**What the exercise asks**
Rewrite the listing below, putting "image" wherever "photo" appears and changing nothing else. Omit the pictures from your answer.

(Records from a collection)

──────────

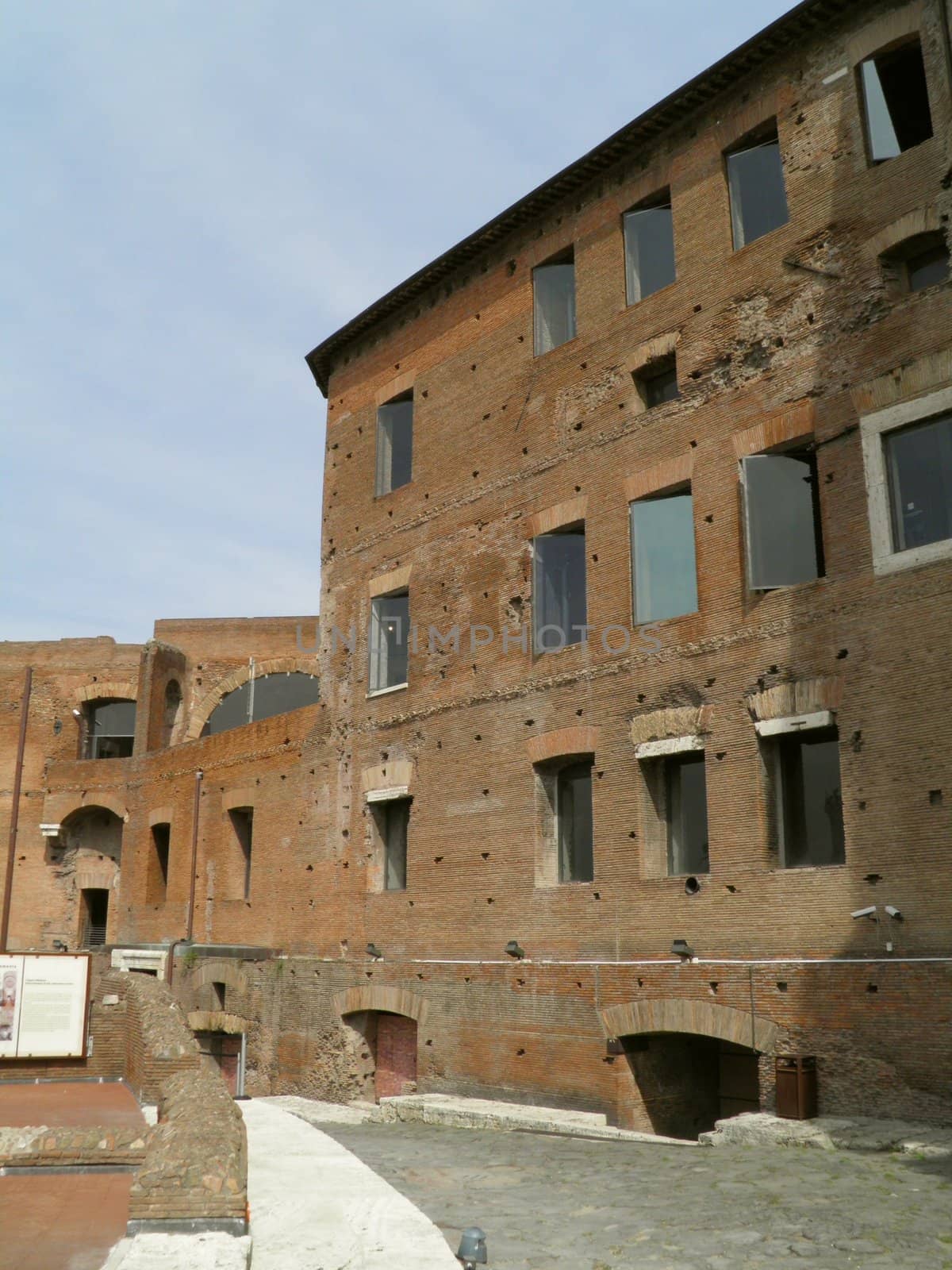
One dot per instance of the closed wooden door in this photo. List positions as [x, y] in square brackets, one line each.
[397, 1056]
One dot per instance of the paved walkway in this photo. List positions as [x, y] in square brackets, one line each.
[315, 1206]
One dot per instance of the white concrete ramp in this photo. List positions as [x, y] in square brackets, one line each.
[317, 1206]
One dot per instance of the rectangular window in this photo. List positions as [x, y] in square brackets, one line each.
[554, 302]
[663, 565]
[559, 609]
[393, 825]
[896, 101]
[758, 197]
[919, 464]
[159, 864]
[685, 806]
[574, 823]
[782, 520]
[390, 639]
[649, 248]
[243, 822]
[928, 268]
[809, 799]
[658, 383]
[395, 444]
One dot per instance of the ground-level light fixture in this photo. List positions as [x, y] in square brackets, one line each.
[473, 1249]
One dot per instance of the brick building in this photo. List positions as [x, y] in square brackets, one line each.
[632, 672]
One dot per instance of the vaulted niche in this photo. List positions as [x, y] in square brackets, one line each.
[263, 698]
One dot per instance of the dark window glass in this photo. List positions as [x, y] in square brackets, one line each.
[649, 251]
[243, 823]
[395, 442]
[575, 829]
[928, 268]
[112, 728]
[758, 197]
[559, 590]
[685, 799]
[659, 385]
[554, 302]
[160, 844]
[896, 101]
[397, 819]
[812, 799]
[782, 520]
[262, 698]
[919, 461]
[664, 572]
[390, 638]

──────────

**Response to the task**
One dot per instance of the closed wooden door in this image. List positions as [x, y] in square brackets, one line each.
[397, 1056]
One dot per instance of the paved walkway in this image. List positions as [x, y] in square brackets, one line each.
[315, 1206]
One dot per instance of the white concrete ramp in this image. List positions as [x, y] in square brackets, one line each.
[317, 1206]
One dot per instance of the rectangular window in this image. List positions as [x, y] in square brackets, one line each.
[554, 302]
[663, 565]
[559, 609]
[393, 825]
[896, 101]
[758, 197]
[919, 464]
[159, 864]
[685, 806]
[574, 823]
[782, 520]
[390, 639]
[649, 248]
[243, 822]
[928, 268]
[809, 799]
[658, 383]
[395, 444]
One dot per instance of the ground-level light fixture in this image. List positions as [x, y] in square brackets, one line each.
[473, 1249]
One dot per instance of the brick building in this image. List positions as [x, y] in square brackets, one line each.
[632, 672]
One dot per instance of the vaulted niche in this image. List positions as [x, y] in square brackets, one line each.
[263, 698]
One dot per instance of the dark window glass in this image. List positions as [x, y] in square brackets, one line each.
[649, 251]
[243, 823]
[395, 442]
[575, 829]
[928, 268]
[112, 728]
[758, 197]
[559, 590]
[685, 799]
[659, 385]
[554, 302]
[160, 844]
[896, 101]
[397, 819]
[812, 799]
[782, 520]
[262, 698]
[919, 461]
[664, 572]
[390, 638]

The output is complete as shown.